▶ [Instructions for the task]
Write out the stretch of the course overview from "We strive to" through "in the field." word for word.

We strive to deliver a holistic, accessible, and practical learning experience that prepares you for success in the world of data science.

### 1.1.4 What Not to Expect from This Course <a name="not-expectations"></a>
Before diving in, it is crucial to understand what you should not expect from this course:

1. A quick path to mastering machine learning: This course is not designed to be a "learn machine learning in one week" type of program. It is an in-depth course that requires time and effort to build the skills necessary to succeed in the field.

2. A shortcut to success: This is not a course for those seeking instant gratification but rather a long-term learning journey that requires dedication and perseverance.

3. A static resource: The field of machine learning is constantly evolving, and this course is designed to keep up with those changes. As a result, the course material may be updated and adjusted as needed to ensure it remains relevant and up-to-date. This course serves as a personal guide and resource not only for your career but also mine, and we are committed to maintaining its quality and value.

By understanding these points, you'll be better prepared to make the most of this course and and have a realistic view of what to expect. With the right mindset and commitment, this course can provide you with the knowledge and skills needed to thrive in the machine learning field.

(Items from a dataset)
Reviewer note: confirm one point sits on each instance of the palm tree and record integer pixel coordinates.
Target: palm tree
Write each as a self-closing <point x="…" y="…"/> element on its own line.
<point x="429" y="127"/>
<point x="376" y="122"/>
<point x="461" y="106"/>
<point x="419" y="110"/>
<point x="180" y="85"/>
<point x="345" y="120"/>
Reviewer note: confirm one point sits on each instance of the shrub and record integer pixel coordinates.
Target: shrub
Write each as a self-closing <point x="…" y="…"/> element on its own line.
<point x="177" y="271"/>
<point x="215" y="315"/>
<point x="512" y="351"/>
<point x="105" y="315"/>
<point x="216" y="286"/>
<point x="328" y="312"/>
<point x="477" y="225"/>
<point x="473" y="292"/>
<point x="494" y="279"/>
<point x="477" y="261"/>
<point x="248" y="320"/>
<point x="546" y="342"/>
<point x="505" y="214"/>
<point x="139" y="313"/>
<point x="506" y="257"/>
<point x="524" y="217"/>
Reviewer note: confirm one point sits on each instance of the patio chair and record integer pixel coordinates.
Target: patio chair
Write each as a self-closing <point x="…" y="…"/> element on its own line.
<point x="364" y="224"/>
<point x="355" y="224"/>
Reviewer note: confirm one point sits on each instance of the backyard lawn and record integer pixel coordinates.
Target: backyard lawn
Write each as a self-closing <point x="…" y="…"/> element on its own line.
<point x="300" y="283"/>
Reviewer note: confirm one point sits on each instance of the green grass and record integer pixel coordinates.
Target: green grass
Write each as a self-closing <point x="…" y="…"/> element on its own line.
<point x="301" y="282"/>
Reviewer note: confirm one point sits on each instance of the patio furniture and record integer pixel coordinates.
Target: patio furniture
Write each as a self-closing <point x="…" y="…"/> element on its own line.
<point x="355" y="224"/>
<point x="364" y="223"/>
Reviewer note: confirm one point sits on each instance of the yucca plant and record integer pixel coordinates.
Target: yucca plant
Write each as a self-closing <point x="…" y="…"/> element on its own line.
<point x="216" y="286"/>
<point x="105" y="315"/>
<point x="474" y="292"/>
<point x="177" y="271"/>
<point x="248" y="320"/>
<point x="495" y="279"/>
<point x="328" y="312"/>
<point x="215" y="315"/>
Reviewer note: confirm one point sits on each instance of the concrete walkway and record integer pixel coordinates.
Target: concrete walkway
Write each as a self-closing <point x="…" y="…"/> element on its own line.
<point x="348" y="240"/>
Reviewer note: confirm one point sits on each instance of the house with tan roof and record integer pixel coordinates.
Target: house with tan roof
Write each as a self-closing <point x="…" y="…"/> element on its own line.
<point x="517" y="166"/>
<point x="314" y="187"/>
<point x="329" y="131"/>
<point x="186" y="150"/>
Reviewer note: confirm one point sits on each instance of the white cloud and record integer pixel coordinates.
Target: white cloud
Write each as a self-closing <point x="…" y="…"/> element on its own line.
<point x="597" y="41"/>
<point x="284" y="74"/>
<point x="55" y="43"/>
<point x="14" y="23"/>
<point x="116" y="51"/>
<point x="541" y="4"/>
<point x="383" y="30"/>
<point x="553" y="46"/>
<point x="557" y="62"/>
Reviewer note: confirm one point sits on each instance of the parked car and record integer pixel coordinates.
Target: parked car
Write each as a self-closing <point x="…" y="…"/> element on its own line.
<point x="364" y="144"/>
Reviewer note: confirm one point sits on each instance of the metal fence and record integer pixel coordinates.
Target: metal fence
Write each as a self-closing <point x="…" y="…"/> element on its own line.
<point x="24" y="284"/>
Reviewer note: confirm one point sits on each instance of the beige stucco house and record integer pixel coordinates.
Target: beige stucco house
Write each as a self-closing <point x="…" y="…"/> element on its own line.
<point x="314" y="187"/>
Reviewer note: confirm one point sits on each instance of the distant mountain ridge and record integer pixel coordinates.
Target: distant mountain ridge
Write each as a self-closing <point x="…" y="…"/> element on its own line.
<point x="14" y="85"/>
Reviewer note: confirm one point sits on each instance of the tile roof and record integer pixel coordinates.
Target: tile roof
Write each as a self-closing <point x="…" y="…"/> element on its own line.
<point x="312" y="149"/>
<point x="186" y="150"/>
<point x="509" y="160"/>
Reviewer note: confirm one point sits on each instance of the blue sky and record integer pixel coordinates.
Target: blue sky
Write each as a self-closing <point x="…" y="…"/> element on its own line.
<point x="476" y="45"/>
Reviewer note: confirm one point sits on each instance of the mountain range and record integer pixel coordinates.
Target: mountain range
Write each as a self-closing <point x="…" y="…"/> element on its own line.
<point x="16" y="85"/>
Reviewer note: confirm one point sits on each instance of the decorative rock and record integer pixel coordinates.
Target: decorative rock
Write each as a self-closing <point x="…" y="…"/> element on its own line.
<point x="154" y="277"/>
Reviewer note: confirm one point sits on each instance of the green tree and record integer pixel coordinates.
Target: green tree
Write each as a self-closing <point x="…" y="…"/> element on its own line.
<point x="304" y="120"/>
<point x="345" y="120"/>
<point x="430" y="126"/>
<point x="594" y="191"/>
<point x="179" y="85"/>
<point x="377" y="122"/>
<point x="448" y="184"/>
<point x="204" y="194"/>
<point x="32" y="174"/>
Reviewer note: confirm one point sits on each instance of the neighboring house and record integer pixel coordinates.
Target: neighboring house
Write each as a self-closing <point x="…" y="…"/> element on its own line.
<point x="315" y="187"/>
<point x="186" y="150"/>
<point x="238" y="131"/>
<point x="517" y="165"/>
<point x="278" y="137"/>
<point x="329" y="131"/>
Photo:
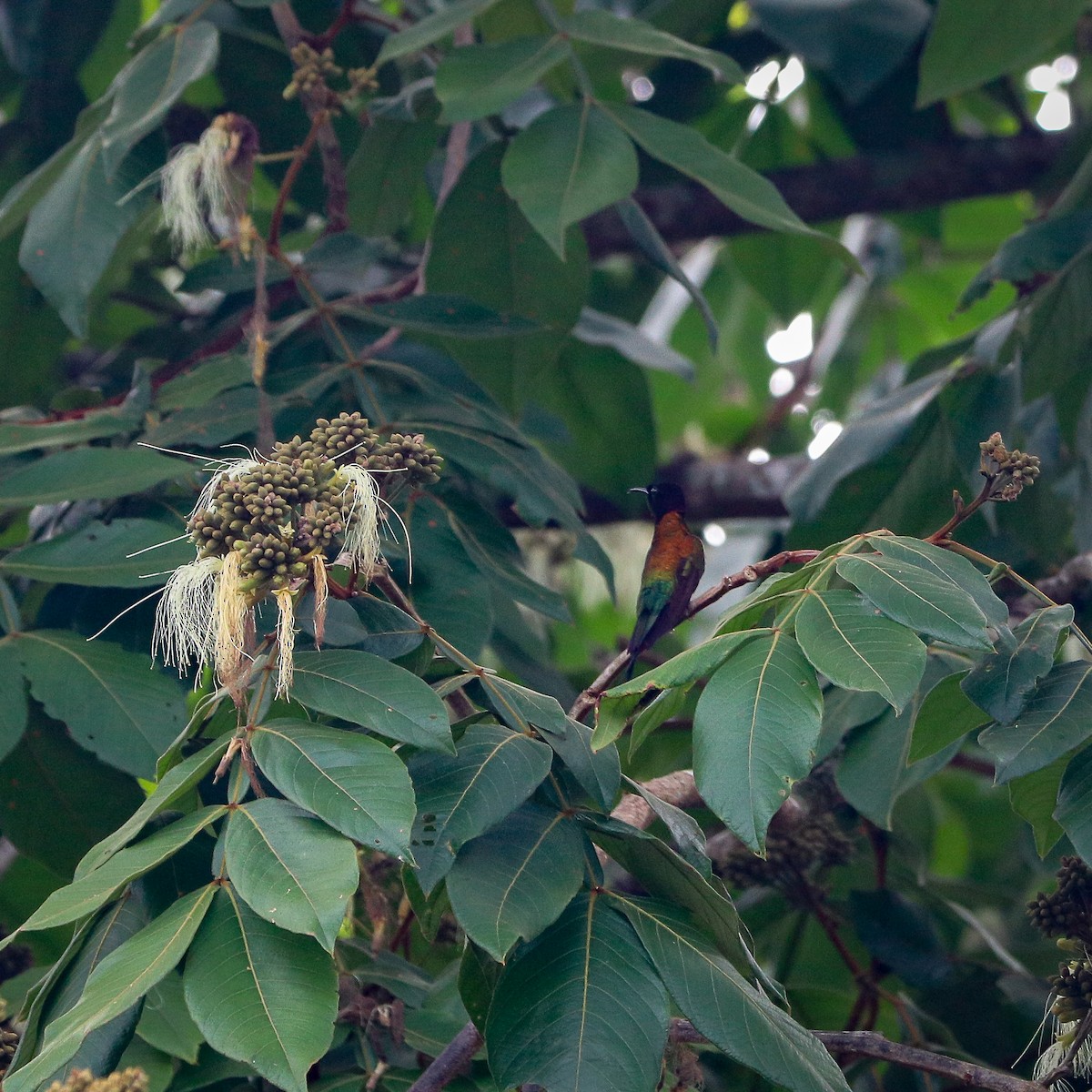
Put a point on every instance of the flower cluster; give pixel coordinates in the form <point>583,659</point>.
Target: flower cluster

▶ [Task result]
We strive to deliver a holistic, accessible, and practical learning experience that prepares you for success in the world of data science.

### 1.1.4 What Not to Expect from This Course <a name="not-expectations"></a>
Before diving in, it is crucial to understand what you should not expect from this course:

1. A quick path to mastering machine learning: This course is not designed to be a "learn machine learning in one week" type of program. It is an in-depth course that requires time and effort to build the skills necessary to succeed in the field.